__Exercise goal__. Repeat each of the following lines word for word, without changing anything.

Extracted data entries:
--

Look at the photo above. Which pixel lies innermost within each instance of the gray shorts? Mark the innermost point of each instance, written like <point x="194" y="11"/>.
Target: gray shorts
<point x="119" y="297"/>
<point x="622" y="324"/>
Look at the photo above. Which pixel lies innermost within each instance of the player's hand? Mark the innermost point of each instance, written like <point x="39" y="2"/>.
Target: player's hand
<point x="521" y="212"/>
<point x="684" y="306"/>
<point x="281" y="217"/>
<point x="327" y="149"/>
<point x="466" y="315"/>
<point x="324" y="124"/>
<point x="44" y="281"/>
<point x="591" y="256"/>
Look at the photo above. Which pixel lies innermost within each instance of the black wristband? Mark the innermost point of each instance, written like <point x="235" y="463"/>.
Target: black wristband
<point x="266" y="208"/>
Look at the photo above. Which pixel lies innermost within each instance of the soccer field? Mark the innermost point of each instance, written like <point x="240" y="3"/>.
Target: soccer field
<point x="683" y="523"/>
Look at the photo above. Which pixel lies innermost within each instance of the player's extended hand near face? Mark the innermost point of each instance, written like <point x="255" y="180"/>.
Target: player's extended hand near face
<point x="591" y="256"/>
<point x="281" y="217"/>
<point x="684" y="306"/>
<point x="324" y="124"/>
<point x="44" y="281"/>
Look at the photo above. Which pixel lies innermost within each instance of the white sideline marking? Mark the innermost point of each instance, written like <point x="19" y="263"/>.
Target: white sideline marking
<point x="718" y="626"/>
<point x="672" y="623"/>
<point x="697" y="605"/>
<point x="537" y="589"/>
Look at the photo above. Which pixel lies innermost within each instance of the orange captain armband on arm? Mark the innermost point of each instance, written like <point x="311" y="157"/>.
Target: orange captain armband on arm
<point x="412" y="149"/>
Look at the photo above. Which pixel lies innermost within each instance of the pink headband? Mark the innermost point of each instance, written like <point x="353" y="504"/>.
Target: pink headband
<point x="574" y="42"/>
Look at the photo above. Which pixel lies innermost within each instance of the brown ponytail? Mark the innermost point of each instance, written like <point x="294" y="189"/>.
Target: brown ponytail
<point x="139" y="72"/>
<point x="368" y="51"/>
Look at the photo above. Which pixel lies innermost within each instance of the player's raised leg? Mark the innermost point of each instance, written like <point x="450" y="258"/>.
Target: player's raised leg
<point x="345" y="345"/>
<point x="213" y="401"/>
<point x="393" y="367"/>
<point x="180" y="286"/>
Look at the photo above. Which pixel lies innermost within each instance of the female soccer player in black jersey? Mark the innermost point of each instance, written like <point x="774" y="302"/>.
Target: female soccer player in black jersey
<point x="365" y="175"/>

--

__Exercise result__.
Look at the photo above. Which pixel lies innermost within each instance of the gray shorts? Mark the innermost point of each instance, written like <point x="194" y="11"/>.
Target: gray shorts
<point x="119" y="297"/>
<point x="622" y="324"/>
Look at the photo above. Which pixel lies innermost within each instance of the player's hand? Mark the innermost point of each instance, written like <point x="39" y="2"/>.
Target: player's hand
<point x="521" y="212"/>
<point x="684" y="306"/>
<point x="281" y="217"/>
<point x="327" y="149"/>
<point x="466" y="315"/>
<point x="324" y="124"/>
<point x="44" y="281"/>
<point x="591" y="256"/>
Look at the photo above. Which pixel lies innermost within each instance of the black wristband? Mark the innermost point of each instance, written like <point x="235" y="463"/>.
Target: black wristband
<point x="266" y="208"/>
Look at the photo above. Which pixel lies innermost within each instance of the soccer field? Mark the innermost point of each instance, written like <point x="240" y="3"/>.
Target: soccer field
<point x="683" y="523"/>
Look at the photo above. Which pixel lies innermost within each instance of the player's extended hand near face? Mark the innermost point of each instance, written like <point x="255" y="180"/>.
Target: player's extended hand near face
<point x="591" y="256"/>
<point x="281" y="217"/>
<point x="684" y="306"/>
<point x="324" y="124"/>
<point x="44" y="281"/>
Look at the photo above. Which pixel lies innermost within each instance of the white sideline marking? Mark the innermost point of each instance, written like <point x="19" y="263"/>.
Target: white sideline marking
<point x="718" y="626"/>
<point x="672" y="623"/>
<point x="697" y="605"/>
<point x="537" y="589"/>
Look at the photo above. Which pixel lies innermost within each instance of the orange captain armband on arm? Mark the innermost point of each instance, written like <point x="311" y="157"/>.
Target: orange captain armband on arm
<point x="412" y="149"/>
Look at the photo above. Which pixel lies innermost within each instance of the pink headband? Mark the innermost point of each instance, written like <point x="353" y="504"/>.
Target: pink headband
<point x="574" y="42"/>
Look at the photo above. Which pixel lies innermost within each instance of the brown ponytail? Mark the innermost point of each instance, written like <point x="294" y="189"/>.
Target: brown ponytail
<point x="139" y="72"/>
<point x="368" y="51"/>
Look at the photo above. Which pixel lies innermost within each instance of the player's raised leg? Mark the innermost point of each instance, written like <point x="450" y="258"/>.
Target: player's raised leg
<point x="345" y="345"/>
<point x="213" y="401"/>
<point x="393" y="367"/>
<point x="180" y="286"/>
Look at the photo above. Which pixel lies innermost within each instance of the female soccer player in black jersey? Mark the innermost point of each instance, written like <point x="774" y="302"/>.
Target: female soccer player in black jersey
<point x="365" y="175"/>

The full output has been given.